_Objective_:
Rescale the records below by copying every line, requests included. Multiply each point coordinate in the answers by 1.7 and round to the nearest whole number, halves up, but leave any numbers in the requests unchanged.
[Start of Entries]
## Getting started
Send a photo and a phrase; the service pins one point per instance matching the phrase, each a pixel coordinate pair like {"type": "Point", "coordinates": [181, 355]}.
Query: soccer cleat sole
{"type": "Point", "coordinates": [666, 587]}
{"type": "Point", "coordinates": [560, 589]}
[End of Entries]
_Exercise answer_:
## Getting started
Send a photo and a phrase; the service pins one point per instance matching the phrase, each a pixel coordinate pair like {"type": "Point", "coordinates": [181, 355]}.
Query: soccer cleat sole
{"type": "Point", "coordinates": [1132, 998]}
{"type": "Point", "coordinates": [952, 1001]}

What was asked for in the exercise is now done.